::: Material supplied
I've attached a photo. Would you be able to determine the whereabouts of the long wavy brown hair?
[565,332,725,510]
::::::
::: Material supplied
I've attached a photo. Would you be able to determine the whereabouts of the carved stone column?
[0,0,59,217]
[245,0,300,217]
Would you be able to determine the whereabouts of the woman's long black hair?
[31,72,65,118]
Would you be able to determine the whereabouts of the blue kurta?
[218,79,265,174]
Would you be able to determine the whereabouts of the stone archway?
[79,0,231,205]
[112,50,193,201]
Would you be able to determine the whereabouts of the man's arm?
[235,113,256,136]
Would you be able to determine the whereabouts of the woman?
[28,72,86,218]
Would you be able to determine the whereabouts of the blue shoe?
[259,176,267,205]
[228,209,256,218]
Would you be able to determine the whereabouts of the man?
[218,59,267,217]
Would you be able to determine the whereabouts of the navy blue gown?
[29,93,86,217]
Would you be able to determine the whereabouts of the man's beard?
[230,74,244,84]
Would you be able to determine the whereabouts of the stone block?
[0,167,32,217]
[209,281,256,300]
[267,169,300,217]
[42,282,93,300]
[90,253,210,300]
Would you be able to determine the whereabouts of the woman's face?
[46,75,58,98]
::::::
::: Material supplied
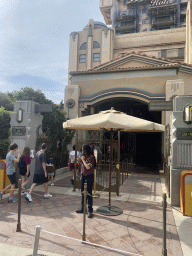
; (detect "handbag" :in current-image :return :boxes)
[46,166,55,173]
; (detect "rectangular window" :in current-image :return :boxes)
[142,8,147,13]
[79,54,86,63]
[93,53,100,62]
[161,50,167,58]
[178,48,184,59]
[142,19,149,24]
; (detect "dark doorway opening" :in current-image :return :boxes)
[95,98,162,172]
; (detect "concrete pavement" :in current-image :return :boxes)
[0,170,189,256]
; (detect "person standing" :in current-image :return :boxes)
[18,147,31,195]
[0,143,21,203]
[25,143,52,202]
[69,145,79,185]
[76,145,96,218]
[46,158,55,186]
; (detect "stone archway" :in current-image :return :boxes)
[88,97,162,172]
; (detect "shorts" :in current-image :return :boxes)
::::::
— What to produce —
Rewrite the rows from the one with the line containing "Would you be able to determine the whereabouts of the man?" through the one with the line containing "[90,253,210,300]", both included, keeping the requests. In the answers, multiply each box coordinate by 0.35 and round to a whole number, with halves rounded up.

— Response —
Would you be able to determine the whereabouts of the man?
[76,21,93,76]
Would you be able to determine the whereabouts of the navy blue gown?
[10,33,30,76]
Would you be able to determine the whereabouts of the man's beard?
[81,26,85,29]
Would you be able to determine the whereabouts of the stone block?
[0,58,11,76]
[73,98,90,105]
[93,59,105,76]
[15,99,33,105]
[32,89,74,105]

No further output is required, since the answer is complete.